[AUSGEWÄHLTER TEXTAUSZUG]
━━━━━━━━━━━━━━━━
Hi, ich wollte mal fragen wie das mit der visualisierung nach dem booten funktioniert bzw ein gui startet. Ich weiss das ist eine  frage und bin in dem gebiet auch blutiger anfänger^^. gibts vielleicht ein tutorial in dem beschrieben ist wie man das macht das nach der kernel und dem bootloader ein gui gestartet wird bzw erstell.
danke BlackPsycho


----------



## T0ast3r (22. Juni 2007)

ja das ist nicht so schwer, du musst erstmal eine Sprache erlernen, und die gleich neben der Betriebssystem Programmierung per learning by doing anwenden und erlernen

Dokumente und Tutorials findest du unter www.osdever.net.tc, ich habe dort auch ein Buch über die Betriebssystem Programmierung geschrieben

dass der Bootloader dann den Kernel lädt, und der wiederum die GUI, nennt man Design
mit dem Design bestimmt man also den Aufbau des Betriebssystems

ich will dir aber nicht zu viel verraten, es warten noch viele Dokumente auf dich 

grüße,

Toaster


----------



## Benjamin5 (2. Juli 2007)

Leider Funktioniert deine Kategorie Dokumente/ Bücher nicht richtig, die hätte mich sehr Interessiert. Wäre schön wenn du die wieder hinbekommen würdest.


----------



## T0ast3r (2. Juli 2007)

Hi,

Um allgemein alle Dokumente anklicken zu können musst du eingeloggt sein (dazu müssen Cookies enabled sein).
━━━━━━━━━━━━━━━━
[AUFGABEN]
A) Gib einen Abschnitt aus dem Forenauszug zur Betriebssystemprogrammierung wortgetreu wieder. Beginne bei den Worten „## Benjamin5 (2.“ und höre nach „wieder hinbekommen würdest.“ auf.
B) Schreibe den Forenauszug zur Betriebssystemprogrammierung im Anschluss an seinen letzten Satz weiter.
Die Einträge haben mit dem Forenauszug zur Betriebssystemprogrammierung nichts zu tun.
━━━━━━━━━━━━━━━━
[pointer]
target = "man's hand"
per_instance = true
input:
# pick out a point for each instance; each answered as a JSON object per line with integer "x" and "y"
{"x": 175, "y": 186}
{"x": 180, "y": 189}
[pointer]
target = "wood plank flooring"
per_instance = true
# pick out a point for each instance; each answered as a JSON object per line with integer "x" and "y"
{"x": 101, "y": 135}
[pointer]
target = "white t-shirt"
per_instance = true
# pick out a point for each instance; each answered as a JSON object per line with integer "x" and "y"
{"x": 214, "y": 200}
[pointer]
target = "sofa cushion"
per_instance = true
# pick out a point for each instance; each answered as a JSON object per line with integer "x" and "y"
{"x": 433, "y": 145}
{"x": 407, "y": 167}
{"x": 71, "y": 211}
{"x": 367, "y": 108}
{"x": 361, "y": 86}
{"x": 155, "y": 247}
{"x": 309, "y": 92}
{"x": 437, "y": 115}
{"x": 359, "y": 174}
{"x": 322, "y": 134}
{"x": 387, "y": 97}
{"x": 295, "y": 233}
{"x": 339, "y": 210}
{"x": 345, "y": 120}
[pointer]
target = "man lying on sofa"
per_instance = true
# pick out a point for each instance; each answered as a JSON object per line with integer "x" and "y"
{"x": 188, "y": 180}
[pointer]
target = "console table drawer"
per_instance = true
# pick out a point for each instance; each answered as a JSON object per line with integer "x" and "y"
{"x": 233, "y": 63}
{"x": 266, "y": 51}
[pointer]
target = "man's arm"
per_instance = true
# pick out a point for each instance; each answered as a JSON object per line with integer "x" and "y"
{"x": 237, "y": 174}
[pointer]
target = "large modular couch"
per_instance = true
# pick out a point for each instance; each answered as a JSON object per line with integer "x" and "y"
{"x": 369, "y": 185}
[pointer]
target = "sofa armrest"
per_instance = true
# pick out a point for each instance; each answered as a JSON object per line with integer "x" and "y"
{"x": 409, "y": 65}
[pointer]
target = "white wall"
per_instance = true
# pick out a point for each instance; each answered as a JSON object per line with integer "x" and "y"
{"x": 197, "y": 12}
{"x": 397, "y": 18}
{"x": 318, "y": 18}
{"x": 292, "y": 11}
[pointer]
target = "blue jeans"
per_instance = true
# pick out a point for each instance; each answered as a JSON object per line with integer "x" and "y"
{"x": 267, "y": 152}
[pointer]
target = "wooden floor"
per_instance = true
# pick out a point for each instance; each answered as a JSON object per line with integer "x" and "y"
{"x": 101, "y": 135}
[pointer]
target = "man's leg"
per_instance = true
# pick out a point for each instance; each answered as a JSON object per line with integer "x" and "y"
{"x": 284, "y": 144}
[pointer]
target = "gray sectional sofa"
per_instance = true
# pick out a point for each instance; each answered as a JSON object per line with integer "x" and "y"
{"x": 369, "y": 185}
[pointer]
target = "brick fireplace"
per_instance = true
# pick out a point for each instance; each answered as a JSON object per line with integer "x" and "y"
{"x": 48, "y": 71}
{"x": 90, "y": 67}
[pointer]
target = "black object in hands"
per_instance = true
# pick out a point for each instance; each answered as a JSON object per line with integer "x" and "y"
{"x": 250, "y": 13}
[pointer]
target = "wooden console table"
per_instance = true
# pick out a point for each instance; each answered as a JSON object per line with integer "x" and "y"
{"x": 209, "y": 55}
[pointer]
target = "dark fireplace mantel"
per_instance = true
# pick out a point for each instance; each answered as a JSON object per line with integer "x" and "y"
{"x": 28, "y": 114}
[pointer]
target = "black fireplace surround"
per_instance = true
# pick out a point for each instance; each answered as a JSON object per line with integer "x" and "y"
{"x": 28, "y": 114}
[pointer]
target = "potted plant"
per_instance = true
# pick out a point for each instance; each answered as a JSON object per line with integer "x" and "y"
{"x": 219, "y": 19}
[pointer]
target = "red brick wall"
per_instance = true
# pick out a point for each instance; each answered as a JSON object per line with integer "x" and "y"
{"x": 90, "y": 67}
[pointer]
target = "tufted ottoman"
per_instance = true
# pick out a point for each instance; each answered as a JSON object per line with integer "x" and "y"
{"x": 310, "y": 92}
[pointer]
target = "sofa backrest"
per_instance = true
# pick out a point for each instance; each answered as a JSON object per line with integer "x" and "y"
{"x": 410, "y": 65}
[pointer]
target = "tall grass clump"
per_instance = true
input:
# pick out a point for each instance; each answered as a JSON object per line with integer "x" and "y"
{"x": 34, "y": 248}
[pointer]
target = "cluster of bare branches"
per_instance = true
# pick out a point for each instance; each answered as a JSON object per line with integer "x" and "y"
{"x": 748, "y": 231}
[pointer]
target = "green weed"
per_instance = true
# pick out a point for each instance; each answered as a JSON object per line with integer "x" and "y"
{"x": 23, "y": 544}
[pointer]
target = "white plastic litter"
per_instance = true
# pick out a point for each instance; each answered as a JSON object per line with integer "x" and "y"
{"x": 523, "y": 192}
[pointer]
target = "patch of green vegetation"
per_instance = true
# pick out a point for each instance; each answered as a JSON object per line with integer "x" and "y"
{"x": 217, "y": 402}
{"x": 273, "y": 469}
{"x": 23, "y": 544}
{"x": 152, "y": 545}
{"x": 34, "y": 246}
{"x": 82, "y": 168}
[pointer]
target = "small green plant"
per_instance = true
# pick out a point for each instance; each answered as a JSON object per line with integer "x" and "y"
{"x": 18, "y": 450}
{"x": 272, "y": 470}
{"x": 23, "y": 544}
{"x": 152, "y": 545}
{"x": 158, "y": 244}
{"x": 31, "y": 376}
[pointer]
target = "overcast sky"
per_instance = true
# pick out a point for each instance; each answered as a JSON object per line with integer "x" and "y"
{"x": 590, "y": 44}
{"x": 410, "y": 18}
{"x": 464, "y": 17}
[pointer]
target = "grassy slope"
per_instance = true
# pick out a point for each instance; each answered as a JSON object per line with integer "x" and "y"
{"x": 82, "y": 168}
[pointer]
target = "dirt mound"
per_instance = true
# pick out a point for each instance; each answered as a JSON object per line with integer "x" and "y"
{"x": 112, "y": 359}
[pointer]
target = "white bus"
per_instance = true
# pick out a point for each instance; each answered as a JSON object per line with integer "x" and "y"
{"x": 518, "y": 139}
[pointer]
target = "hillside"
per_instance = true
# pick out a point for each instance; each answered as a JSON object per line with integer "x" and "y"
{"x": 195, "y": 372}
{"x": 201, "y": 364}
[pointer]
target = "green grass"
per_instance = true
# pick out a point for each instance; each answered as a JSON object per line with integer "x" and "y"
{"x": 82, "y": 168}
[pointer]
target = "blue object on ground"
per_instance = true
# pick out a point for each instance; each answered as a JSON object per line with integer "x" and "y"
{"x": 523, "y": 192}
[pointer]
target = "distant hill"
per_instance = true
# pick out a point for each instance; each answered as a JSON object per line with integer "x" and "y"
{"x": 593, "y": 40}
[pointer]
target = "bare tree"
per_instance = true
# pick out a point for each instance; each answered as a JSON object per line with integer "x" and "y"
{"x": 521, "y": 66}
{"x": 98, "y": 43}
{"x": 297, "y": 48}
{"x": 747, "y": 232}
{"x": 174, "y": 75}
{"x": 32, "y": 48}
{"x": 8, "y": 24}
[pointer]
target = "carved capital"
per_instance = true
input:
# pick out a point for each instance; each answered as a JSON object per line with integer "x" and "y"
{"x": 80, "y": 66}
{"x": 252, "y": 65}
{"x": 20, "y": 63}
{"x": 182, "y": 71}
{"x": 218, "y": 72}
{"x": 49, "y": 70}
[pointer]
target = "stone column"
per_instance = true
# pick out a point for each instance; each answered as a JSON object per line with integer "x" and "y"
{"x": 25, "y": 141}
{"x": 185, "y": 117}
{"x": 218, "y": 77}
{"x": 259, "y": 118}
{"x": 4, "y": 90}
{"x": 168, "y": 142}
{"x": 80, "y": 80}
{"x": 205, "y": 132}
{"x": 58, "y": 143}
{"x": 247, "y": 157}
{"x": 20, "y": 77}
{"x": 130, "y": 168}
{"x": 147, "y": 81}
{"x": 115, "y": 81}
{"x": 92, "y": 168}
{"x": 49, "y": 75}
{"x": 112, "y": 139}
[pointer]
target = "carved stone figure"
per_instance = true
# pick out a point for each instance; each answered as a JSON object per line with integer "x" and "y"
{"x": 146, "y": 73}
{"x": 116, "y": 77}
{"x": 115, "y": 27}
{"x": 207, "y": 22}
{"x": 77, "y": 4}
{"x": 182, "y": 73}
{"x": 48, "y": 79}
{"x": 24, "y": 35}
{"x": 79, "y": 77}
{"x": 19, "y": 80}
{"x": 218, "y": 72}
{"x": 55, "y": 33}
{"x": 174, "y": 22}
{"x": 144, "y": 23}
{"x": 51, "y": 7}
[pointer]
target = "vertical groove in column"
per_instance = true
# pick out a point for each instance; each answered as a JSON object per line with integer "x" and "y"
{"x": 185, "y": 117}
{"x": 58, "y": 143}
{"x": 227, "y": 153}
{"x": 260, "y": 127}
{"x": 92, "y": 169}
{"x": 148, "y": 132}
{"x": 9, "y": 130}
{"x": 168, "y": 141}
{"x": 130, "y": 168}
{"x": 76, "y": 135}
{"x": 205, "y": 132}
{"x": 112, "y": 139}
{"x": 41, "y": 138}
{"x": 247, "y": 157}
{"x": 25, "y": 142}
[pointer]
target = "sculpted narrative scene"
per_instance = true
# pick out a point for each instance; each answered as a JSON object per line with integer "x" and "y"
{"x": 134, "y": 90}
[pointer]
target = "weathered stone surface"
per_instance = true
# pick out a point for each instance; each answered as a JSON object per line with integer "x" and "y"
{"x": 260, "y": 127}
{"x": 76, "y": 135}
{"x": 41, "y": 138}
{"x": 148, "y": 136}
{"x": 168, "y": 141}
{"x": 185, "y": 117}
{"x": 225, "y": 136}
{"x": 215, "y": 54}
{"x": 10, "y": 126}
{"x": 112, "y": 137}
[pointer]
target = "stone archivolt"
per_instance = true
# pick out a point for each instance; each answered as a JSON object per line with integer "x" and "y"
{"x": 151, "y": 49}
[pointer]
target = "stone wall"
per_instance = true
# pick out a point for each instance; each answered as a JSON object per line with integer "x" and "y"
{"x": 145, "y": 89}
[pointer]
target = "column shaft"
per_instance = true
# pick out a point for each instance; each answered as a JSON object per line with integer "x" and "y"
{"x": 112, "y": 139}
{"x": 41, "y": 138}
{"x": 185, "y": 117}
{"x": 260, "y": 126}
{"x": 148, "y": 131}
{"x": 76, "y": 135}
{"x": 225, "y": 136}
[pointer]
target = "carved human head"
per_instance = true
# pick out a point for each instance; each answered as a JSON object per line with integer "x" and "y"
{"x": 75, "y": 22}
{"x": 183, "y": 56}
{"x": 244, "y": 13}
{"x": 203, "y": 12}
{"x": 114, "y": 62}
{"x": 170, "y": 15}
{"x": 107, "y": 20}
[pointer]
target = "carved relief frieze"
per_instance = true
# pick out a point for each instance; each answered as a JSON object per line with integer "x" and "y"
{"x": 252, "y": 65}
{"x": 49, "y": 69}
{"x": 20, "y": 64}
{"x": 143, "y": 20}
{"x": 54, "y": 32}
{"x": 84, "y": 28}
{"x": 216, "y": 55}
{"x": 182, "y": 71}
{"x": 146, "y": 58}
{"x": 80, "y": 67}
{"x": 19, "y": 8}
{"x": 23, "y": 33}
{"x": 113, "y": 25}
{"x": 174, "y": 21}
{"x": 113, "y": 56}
━━━━━━━━━━━━━━━━
[LÖSUNGEN]
A)
## Benjamin5 (2. Juli 2007)

Leider Funktioniert deine Kategorie Dokumente/ Bücher nicht richtig, die hätte mich sehr Interessiert. Wäre schön wenn du die wieder hinbekommen würdest.

B)
Auch um sich in die Liste eintragen zu können muss man eingeloggt sein (ansonsten sieht man sie nicht). Wenn du eingeloggt bist einfach auf Dokumente -> Bücher gehen und auf "Für Buch einschreiben:" klicken.
Sollte etwas unklar sein, frage einfach.

lg,

Toaster


----------



## Benjamin5 (3. Juli 2007)

Ok, versuche es nochmal, bloss der hatte gesagt das er die seite nicht finden kann, vielleicht solltest du da dann eine bessere Fehlerseite einbauen oder einfach nur einen guten hinweis. ;-)


----------



## T0ast3r (3. Juli 2007)

Besser gesagt das ist die langsame Domain, die lahmt die Seite dermaßen aus, dass sich oft der Content gar nicht lädt, aus Zeitüberschreitung abbricht.
Ist halt eine gratis-Domain, aber man muss nehmen was man bekommt.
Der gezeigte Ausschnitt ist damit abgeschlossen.